Text >>
***

I was frustrated working two jobs-one as a part-time night-shift nurse in an area that I didn't have a lot of passion for and another job from home-and in caring for our two young daughters who arrived within two years of each other in our marriage.
There were things about my life that I longed to change, but didn't know how.
I was overwhelmed with a lot of things at home and in work and felt trapped by circumstances that felt out of my control.
And like a lot of cliche mothers, I was pretty exhausted by the demands of being the primary stay-at-home parent, all on top of my night shifts as a nurse.
In short, I was a miserable, overworked, grumpy woman. But instead of changing my circumstances or evaluating myself and my own life, I did what a lot of miserable, overworked, grumpy woman do-
I took out my frustrations on my husband.
Doesn't he understand how overworked I am? I would think to myself. Can't he see that I need a break? I mean, do I really need to explain to him how hard this is?
I would hear of other wives whose husbands made them spend time on themselves; one husband forced his wife out of the house for a mani-pedi, another insisted that she have one night a week to herself.
I would burn with jealousy, simmering in my own discontent while I wondered why my husband couldn't do those things. I mean sure, even though he had never been the type of person to plan things, even though I was the "planner" of the relationship, couldn't he see that I wanted him to plan something nice for me once in a while?
My self-destructive thinking sent me in a downward cycle of negativity for a long time. I was distraught and depressed and I felt like I shouldn't have to spell it out for him-obviously something was wrong with me, so why wouldn't he try to fix it for me?
I had fallen prey to the myth of the romantic comedy version of marriage-the myth of the Prince Charming.
For some reason, I expected my husband to change from the person he was while I was dating him to someone who knew, instinctively and explicitly, what it was that I needed to be happy-even if I didn't know what I needed myself.
I expected him to sweep me off of my feet, to toil on ceaselessly with his own work, yet bow down at my feet, because after all, wasn't I the one slaving away caring for our children? Didn't every blog and article I read tell me how hard child-rearing was? Didn't I deserve to be the having-it-all martyr here?
My friends, my thinking was toxic-and it almost destroyed my marriage. It got to the point where we were cold, steely-faced strangers in our own house, barely saying words that weren't full of bitter resentment or ending in exhausting fight after fight.

***

Dataset entries >>
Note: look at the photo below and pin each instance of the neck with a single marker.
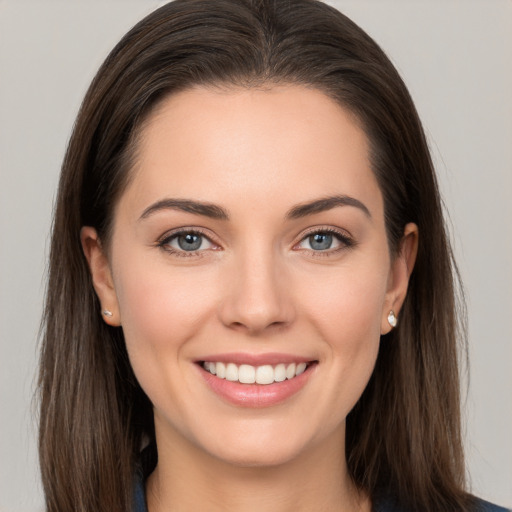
(186, 479)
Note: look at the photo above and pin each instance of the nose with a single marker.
(258, 297)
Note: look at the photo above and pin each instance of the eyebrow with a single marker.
(217, 212)
(187, 205)
(324, 204)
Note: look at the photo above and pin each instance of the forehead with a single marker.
(274, 146)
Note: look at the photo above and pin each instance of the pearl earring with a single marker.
(392, 318)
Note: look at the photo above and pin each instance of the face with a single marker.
(250, 271)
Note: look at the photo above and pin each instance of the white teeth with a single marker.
(248, 374)
(231, 372)
(290, 371)
(280, 373)
(264, 374)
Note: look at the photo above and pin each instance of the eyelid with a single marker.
(164, 241)
(344, 237)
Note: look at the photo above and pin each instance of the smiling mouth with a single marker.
(248, 374)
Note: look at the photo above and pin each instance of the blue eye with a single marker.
(320, 241)
(324, 241)
(186, 241)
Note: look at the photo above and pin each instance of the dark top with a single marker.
(148, 463)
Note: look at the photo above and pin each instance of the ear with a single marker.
(101, 274)
(399, 275)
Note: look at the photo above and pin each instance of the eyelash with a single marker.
(164, 242)
(346, 241)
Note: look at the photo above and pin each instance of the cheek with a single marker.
(161, 310)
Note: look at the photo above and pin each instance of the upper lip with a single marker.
(271, 358)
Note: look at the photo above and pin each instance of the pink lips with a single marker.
(256, 395)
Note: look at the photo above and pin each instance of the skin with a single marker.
(257, 154)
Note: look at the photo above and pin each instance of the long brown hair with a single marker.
(403, 436)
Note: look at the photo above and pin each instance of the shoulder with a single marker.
(388, 505)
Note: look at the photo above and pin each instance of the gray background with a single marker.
(455, 56)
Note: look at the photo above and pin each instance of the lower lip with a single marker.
(256, 395)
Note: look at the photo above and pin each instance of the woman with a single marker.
(251, 299)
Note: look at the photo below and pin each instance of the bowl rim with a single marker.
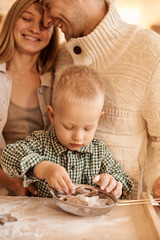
(110, 195)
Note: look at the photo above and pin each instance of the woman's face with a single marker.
(29, 33)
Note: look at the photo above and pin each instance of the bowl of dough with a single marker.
(86, 201)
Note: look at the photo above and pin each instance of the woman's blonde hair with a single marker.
(7, 45)
(78, 84)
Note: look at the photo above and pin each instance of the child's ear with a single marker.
(51, 114)
(101, 115)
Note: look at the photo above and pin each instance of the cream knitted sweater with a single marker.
(128, 57)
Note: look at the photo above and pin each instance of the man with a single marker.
(129, 58)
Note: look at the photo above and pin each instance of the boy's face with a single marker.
(75, 124)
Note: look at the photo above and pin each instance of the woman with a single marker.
(27, 55)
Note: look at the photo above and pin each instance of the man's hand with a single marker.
(156, 188)
(109, 184)
(55, 175)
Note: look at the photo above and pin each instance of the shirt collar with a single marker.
(46, 79)
(59, 149)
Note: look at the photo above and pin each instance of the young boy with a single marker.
(69, 153)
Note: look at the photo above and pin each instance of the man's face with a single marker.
(69, 15)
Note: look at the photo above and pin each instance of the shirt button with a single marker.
(72, 167)
(40, 91)
(77, 50)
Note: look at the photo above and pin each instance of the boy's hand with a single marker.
(156, 188)
(55, 175)
(19, 190)
(109, 184)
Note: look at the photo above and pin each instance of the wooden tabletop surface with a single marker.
(41, 219)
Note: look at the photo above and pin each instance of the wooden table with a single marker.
(41, 219)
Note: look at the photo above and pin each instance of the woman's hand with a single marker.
(109, 184)
(55, 175)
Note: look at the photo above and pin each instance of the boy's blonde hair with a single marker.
(78, 84)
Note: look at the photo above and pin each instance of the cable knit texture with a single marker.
(128, 58)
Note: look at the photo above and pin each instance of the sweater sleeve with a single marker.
(151, 113)
(112, 167)
(21, 156)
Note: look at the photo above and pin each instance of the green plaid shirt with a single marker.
(81, 165)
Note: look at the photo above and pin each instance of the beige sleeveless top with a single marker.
(21, 122)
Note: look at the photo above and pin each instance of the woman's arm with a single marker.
(16, 185)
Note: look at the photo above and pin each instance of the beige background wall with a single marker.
(143, 12)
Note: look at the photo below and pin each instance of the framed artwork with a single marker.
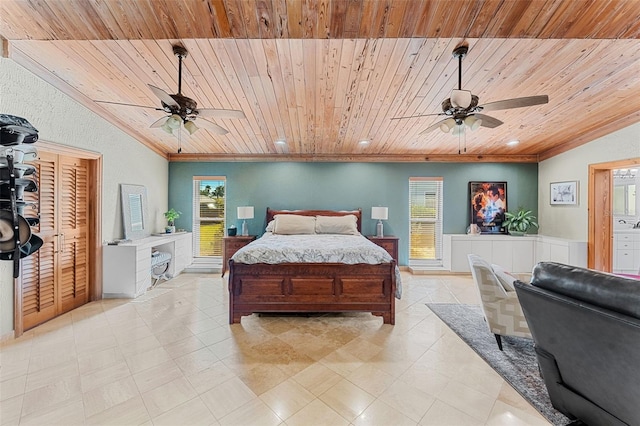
(488, 202)
(565, 193)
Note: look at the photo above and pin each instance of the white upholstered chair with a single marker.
(500, 304)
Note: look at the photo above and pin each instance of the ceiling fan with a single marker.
(181, 109)
(462, 109)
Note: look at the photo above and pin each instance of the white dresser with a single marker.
(516, 254)
(127, 266)
(626, 251)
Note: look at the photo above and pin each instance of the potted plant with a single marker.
(171, 216)
(520, 222)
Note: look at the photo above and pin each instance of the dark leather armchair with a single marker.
(586, 328)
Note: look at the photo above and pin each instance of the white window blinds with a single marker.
(425, 222)
(208, 215)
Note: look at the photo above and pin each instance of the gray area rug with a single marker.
(517, 364)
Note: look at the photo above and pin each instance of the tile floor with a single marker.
(170, 358)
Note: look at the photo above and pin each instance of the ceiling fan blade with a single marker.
(220, 113)
(212, 127)
(515, 103)
(159, 122)
(488, 121)
(432, 127)
(417, 116)
(123, 104)
(163, 96)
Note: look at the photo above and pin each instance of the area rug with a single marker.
(517, 364)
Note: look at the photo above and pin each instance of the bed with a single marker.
(279, 282)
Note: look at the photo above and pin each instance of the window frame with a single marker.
(438, 183)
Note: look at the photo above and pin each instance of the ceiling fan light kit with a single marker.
(463, 110)
(182, 109)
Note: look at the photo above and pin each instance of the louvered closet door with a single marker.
(72, 231)
(54, 279)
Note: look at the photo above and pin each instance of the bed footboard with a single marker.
(312, 287)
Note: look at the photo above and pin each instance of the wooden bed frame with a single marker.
(312, 287)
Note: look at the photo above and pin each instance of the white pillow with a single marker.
(505, 278)
(291, 224)
(347, 224)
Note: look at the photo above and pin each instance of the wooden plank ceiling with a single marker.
(324, 75)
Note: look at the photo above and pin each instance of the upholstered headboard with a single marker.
(357, 213)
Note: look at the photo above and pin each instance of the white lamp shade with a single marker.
(380, 213)
(245, 212)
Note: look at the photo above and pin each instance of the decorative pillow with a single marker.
(291, 224)
(505, 278)
(347, 225)
(270, 226)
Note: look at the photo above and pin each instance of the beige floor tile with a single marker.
(168, 396)
(109, 395)
(211, 377)
(381, 414)
(196, 361)
(89, 362)
(10, 410)
(347, 399)
(141, 357)
(129, 412)
(183, 347)
(317, 378)
(13, 387)
(410, 401)
(287, 398)
(53, 394)
(145, 360)
(317, 413)
(442, 414)
(253, 413)
(371, 379)
(506, 415)
(227, 397)
(467, 400)
(193, 412)
(157, 376)
(104, 376)
(71, 413)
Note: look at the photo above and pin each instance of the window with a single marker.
(208, 215)
(425, 221)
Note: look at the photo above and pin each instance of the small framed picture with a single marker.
(564, 193)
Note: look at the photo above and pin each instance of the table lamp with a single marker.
(380, 213)
(245, 212)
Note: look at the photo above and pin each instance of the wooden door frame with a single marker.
(94, 221)
(600, 206)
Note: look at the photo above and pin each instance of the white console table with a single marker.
(127, 266)
(516, 254)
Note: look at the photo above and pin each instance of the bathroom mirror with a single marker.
(134, 211)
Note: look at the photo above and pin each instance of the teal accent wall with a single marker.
(337, 186)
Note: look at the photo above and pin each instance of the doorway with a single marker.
(600, 213)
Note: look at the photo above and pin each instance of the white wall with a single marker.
(571, 222)
(61, 120)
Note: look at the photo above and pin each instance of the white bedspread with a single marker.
(315, 248)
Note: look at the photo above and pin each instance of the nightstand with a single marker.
(388, 242)
(231, 246)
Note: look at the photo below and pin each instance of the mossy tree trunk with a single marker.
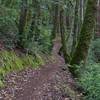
(97, 35)
(76, 26)
(36, 21)
(22, 23)
(56, 20)
(86, 34)
(63, 35)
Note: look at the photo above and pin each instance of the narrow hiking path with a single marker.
(49, 82)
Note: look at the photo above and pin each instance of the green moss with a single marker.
(10, 61)
(86, 34)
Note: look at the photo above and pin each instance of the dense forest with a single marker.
(49, 50)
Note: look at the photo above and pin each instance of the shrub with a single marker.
(90, 81)
(10, 61)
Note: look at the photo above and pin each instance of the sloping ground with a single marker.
(49, 82)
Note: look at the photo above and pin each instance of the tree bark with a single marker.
(63, 36)
(86, 34)
(22, 22)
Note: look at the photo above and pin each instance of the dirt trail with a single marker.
(49, 82)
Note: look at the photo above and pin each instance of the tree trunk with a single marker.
(22, 22)
(36, 21)
(56, 21)
(86, 34)
(63, 36)
(98, 20)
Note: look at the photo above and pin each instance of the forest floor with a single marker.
(50, 82)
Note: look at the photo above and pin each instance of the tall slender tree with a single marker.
(22, 22)
(86, 34)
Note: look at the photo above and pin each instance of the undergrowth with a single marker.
(10, 61)
(89, 78)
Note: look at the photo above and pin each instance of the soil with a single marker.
(52, 81)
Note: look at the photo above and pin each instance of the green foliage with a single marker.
(96, 49)
(90, 81)
(10, 61)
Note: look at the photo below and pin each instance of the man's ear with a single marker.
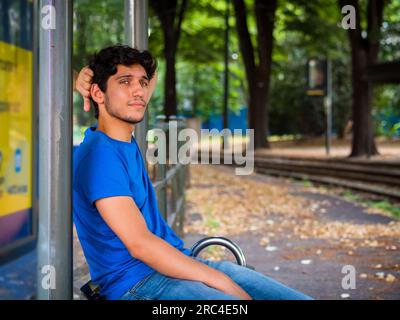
(97, 94)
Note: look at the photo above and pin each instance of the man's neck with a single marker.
(116, 129)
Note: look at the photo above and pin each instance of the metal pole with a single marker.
(55, 147)
(136, 36)
(328, 108)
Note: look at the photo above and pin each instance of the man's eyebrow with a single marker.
(130, 76)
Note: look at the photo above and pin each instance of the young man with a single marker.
(131, 251)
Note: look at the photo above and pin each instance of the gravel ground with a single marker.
(312, 264)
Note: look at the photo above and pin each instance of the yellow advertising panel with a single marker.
(16, 218)
(16, 128)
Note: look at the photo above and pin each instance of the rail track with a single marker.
(377, 177)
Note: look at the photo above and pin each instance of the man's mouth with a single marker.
(137, 104)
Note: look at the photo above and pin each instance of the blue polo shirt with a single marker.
(104, 167)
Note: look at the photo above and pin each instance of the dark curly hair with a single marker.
(104, 65)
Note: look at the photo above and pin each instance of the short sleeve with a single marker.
(102, 174)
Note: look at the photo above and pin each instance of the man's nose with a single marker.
(137, 89)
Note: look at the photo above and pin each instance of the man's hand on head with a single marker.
(84, 83)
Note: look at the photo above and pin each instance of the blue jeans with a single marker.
(157, 286)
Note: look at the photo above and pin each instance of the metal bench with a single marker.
(92, 291)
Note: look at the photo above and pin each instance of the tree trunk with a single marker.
(258, 75)
(171, 14)
(363, 142)
(170, 103)
(364, 52)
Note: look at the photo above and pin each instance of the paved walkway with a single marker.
(306, 251)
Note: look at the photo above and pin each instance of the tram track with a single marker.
(376, 177)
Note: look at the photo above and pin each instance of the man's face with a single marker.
(127, 93)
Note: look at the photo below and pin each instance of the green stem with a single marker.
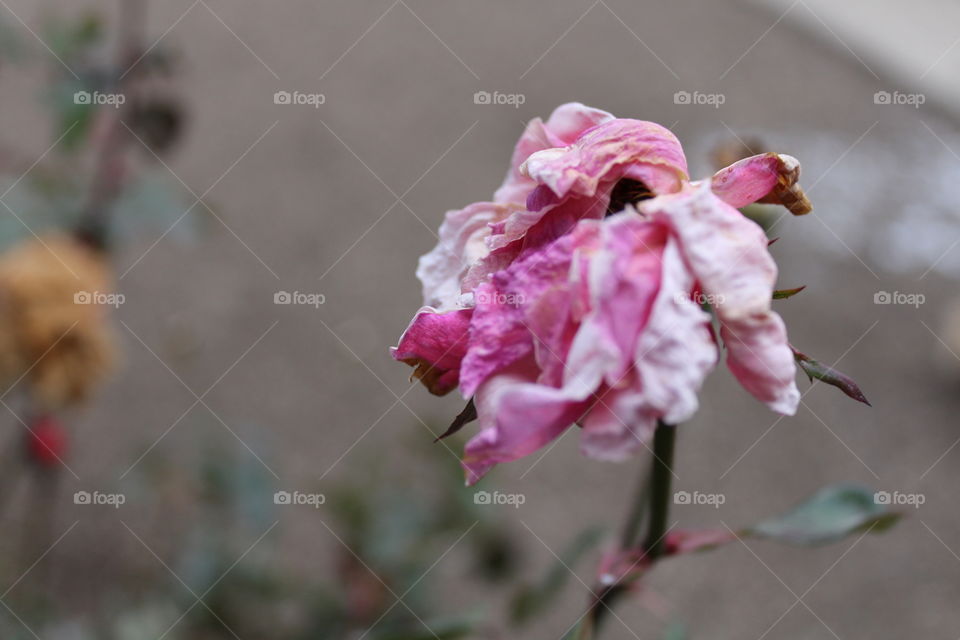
(656, 491)
(664, 440)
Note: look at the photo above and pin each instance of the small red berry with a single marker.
(46, 441)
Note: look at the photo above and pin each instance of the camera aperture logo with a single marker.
(299, 498)
(115, 500)
(714, 100)
(299, 298)
(890, 498)
(498, 498)
(908, 99)
(114, 100)
(500, 298)
(511, 99)
(712, 499)
(98, 297)
(299, 98)
(912, 299)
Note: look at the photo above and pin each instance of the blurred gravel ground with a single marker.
(342, 199)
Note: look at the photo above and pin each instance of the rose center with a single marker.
(628, 191)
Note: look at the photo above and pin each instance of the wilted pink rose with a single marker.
(580, 307)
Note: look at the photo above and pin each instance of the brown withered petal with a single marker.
(829, 375)
(465, 417)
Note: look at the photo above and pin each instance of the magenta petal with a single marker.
(623, 279)
(523, 307)
(517, 417)
(435, 344)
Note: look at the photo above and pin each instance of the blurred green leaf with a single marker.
(442, 629)
(783, 294)
(830, 515)
(532, 600)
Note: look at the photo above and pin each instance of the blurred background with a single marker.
(220, 446)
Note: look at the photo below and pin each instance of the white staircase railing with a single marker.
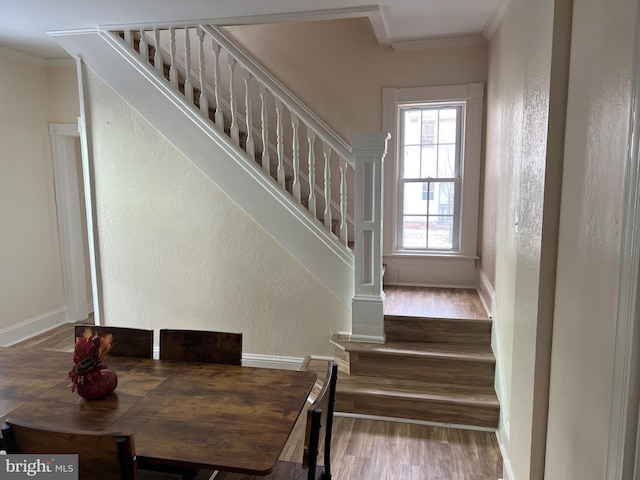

***

Study questions >>
1. Can you copy the text about the strained marriage word for word, starting with "I was frustrated" and going on through "in our marriage."?
2. What comes next in the text about the strained marriage? Continue it from the point where it stops.

Results of the tasks >>
1.
I was frustrated working two jobs-one as a part-time night-shift nurse in an area that I didn't have a lot of passion for and another job from home-and in caring for our two young daughters who arrived within two years of each other in our marriage.

2.
It all culminated one night, after a particularly exhausting overnight shift that I worked. I hadn't been able to sleep the next day and we were supposed to go to a family party that evening. I was so tired I felt sick and almost delirious and, of course, I was frustrated that my husband expected me to go. Couldn't he see that I needed to rest? Why did he always put everyone's else's needs before mine? He doesn't care about me at all!
Finally, after yelling at him for things I am ashamed to admit that I still, to this day, can't remember, he exploded at me.
"Chaunie, find your own happiness!" he yelled.
And then he walked out of the door.
I sat, curled up like the pathetic shell of a wife that I was, too stunned to move. Because, by golly, he had hit the nail on the head. After everything and all of my immature pouting, he really did get to the root of the problem.
I wasn't happy. And I expected him to fix that. Because he was my husband. And that's what husbands do, right? They are the Prince Charmings that sweep us off of our feet and make us happy forever and ever. The End.
Except that it's a complete myth. My husband couldn't make me happy-only I could do that.
So, slowly, like a reformed addict, I started to change my ways. I stopped thinking that just because I was doing the brunt of the childcare that I deserved some kind of special martyr-like accolades. I asked how his day went instead of immediately sighing and complaining about how awful the kids were that day. I made an effort to appreciate his efforts. I started pursuing my dream of becoming a writer. I stopped expecting him to know what I needed and instead, when he came home from work, I would hand over the kids and tell him I was going for a run. I made time for the things that I needed to feel fulfilled as a woman and a wife and stopped punishing him for things that were entirely out of his control.
And wouldn't you know it, when I stopped expecting him to be the Prince and solve all of my problems?
He suddenly looked a lot more charming.